- Your task: Reproduce word for word the part of the bookstore page on new faculty books starting at "Radical, Religious and" and ending at "in their communities.".

- Supplied passage:
>>>

UCSD
BOOKSTORE - NEW & NOTABLE

Here
are a few new and notable faculty books at the UCSD Bookstore.
Radical, Religious and Violent: The New Economics of Terrorism,
by Eli Berman, Economics
“The pious Jihadist, programmed with an ideology of hate to be a human guided missile, or dreaming of virgins in heaven, makes for compelling news broadcasts and emotional sound bites, but in concept does not stand up to scrutiny,” writes Eli Berman, associate professor of economics at UCSD and research director of international security studies at the UC-wide Institute on Global Conflict and Cooperation.
Radical religious terrorists are more rational than we’d like to believe, he argues in his book. Religion is rarely the primary motive. And as “altruists,” suicide bombers may have more in common with firefighters willing to lay down their lives for others in their communities.
As noted by the New York Times: “The author is neither a pacifist nor an apologist for terrorists. He says, however, that if we stop looking at them as cartoon characters, we may do a better job of deterring them.”

<<<

- Material supplied:
>>>

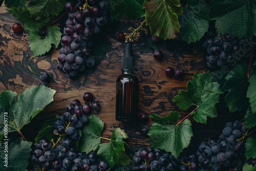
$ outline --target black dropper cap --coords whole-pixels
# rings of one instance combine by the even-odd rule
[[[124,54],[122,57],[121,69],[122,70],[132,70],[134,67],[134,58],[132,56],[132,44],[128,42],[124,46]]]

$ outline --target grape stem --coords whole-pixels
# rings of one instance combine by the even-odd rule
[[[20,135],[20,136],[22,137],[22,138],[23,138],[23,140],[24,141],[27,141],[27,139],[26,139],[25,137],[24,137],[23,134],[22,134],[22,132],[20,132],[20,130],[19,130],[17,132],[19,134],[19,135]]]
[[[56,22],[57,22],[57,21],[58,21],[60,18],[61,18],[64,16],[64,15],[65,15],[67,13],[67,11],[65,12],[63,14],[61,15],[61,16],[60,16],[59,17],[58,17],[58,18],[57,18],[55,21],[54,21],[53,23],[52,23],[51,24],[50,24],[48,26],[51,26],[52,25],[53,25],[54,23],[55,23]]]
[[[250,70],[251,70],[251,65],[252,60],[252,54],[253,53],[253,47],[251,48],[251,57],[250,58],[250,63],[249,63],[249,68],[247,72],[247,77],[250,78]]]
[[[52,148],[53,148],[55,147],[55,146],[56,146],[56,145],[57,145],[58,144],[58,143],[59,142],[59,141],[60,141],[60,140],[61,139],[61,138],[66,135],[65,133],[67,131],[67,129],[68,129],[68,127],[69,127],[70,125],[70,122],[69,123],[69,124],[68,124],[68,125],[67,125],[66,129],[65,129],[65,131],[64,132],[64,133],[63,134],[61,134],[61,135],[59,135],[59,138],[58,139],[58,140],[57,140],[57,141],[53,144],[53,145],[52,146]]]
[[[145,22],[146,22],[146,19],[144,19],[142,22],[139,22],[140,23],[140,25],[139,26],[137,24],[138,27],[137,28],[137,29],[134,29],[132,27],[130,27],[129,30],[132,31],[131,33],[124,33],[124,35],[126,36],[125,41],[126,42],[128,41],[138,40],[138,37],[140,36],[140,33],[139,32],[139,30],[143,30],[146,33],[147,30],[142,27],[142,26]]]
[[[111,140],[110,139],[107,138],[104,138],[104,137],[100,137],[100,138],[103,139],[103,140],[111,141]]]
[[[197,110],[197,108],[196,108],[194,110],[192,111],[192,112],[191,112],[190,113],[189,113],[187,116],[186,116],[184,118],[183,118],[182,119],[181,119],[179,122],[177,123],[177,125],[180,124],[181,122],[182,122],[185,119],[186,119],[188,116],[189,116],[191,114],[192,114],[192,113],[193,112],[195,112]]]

<<<

- Result:
Radical, Religious and Violent: The New Economics of Terrorism,
by Eli Berman, Economics
“The pious Jihadist, programmed with an ideology of hate to be a human guided missile, or dreaming of virgins in heaven, makes for compelling news broadcasts and emotional sound bites, but in concept does not stand up to scrutiny,” writes Eli Berman, associate professor of economics at UCSD and research director of international security studies at the UC-wide Institute on Global Conflict and Cooperation.
Radical religious terrorists are more rational than we’d like to believe, he argues in his book. Religion is rarely the primary motive. And as “altruists,” suicide bombers may have more in common with firefighters willing to lay down their lives for others in their communities.